### [Instructions for the task]
All records that follow are to be output exactly.

··· Extracted data ···

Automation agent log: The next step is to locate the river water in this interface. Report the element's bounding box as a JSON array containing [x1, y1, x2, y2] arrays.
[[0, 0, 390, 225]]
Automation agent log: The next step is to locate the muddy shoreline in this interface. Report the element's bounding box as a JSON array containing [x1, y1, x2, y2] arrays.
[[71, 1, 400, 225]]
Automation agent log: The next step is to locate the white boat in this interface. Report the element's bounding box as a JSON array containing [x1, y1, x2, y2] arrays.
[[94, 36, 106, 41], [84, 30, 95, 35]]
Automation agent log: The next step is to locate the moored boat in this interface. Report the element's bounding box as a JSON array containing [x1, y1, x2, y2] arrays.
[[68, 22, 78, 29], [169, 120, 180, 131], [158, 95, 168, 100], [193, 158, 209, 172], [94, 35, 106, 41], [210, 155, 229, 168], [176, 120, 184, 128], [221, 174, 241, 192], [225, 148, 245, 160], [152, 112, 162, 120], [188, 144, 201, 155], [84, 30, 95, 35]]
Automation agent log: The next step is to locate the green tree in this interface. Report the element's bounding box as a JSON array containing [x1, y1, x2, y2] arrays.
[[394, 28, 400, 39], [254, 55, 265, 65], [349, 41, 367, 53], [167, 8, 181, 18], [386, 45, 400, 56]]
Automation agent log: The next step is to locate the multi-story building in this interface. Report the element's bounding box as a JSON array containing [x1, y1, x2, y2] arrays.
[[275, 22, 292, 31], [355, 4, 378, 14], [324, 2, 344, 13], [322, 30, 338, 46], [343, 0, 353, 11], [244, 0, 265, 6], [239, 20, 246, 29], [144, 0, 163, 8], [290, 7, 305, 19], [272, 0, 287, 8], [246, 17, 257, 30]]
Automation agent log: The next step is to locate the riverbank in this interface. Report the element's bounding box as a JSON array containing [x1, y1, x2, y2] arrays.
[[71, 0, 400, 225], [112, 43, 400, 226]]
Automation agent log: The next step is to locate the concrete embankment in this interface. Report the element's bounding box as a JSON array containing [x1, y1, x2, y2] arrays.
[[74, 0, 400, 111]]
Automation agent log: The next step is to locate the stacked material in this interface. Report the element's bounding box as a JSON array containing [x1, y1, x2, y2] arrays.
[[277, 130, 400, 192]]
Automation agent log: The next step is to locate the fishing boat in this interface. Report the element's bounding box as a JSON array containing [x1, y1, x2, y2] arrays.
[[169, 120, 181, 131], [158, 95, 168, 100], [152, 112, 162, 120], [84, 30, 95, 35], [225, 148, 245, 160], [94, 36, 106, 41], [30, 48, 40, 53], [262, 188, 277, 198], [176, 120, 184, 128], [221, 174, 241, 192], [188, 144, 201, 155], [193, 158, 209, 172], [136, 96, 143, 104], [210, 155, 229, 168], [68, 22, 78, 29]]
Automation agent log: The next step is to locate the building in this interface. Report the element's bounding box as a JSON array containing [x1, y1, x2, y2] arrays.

···

### [Output below]
Automation agent log: The next step is to locate the river water in this interface. Report the element's bounding box as a JSON array containing [x1, y1, x2, y2] arrays.
[[0, 0, 390, 225]]
Automation agent log: The next step is to locate the muddy shoreline in this interface. Report the element's bounding box as a JSON array containing [x1, y1, x2, y2] arrays.
[[71, 1, 400, 225]]
Automation agent log: The next step is to locate the white boat in this interface. Report the element's bounding box as a JSON array containing [x1, y1, x2, y2] arrays.
[[94, 36, 106, 41], [84, 30, 95, 35]]
Automation agent log: The next step is to locate the moored boat in this interface. Report the element's bounding box as a JSON array containing [x1, y1, x2, y2] arrays.
[[68, 22, 78, 29], [169, 120, 180, 131], [158, 95, 168, 100], [193, 158, 209, 172], [94, 35, 106, 41], [210, 155, 229, 168], [176, 120, 184, 128], [221, 174, 241, 192], [225, 148, 245, 160], [152, 112, 162, 120], [188, 144, 201, 155], [84, 30, 95, 35]]
Automation agent log: The next step is to locate the green tree in this interface. Report the element's bounding box as a JSON array containing [x1, y1, x2, y2] arrays.
[[394, 28, 400, 39], [254, 55, 265, 65], [349, 41, 367, 53], [167, 8, 181, 18], [386, 45, 400, 56]]
Automation agent log: The next step is to locate the multi-story building in this interface. Report the element's bounding box as a JSON array containing [x1, y1, x2, y2] arrays.
[[275, 22, 292, 31], [355, 4, 378, 14], [324, 2, 344, 13], [322, 30, 338, 46], [343, 0, 353, 11], [244, 0, 265, 6], [239, 20, 246, 29], [144, 0, 163, 8], [290, 7, 305, 19], [272, 0, 287, 8], [246, 17, 257, 30]]
Automation agent log: The next step is to locate the riverbank in this interface. Report the element's bounding box as a JSON array containing [x1, y1, x2, y2] arrays.
[[71, 0, 400, 225], [112, 43, 400, 226]]
Automation agent log: The next step is to locate the concrete embankment in this interface. Report the element's bounding box as a JSON array containing [x1, y1, x2, y2] arrays.
[[74, 0, 400, 111]]
Automation agent log: The next step is to locate the stacked material in this interface. Report the element's bounding box as a JSON array containing [x1, y1, x2, y2] arrays.
[[277, 130, 400, 192]]
Automation agent log: The next step is to locate the fishing boat in this interface. Report the element's bounding box as a JSON array containing [x1, y1, x2, y2] arrays.
[[169, 120, 181, 131], [158, 95, 168, 100], [152, 112, 162, 120], [84, 30, 95, 35], [225, 148, 245, 160], [94, 36, 106, 41], [30, 48, 40, 53], [262, 188, 277, 198], [176, 120, 184, 128], [221, 174, 241, 192], [188, 144, 201, 155], [193, 158, 209, 172], [136, 96, 143, 104], [210, 155, 229, 168], [68, 22, 78, 29]]
Automation agent log: The next step is to locate the building in this interface. Report the element's bounding box as a JSON array containing [x1, y1, x2, y2] arrays.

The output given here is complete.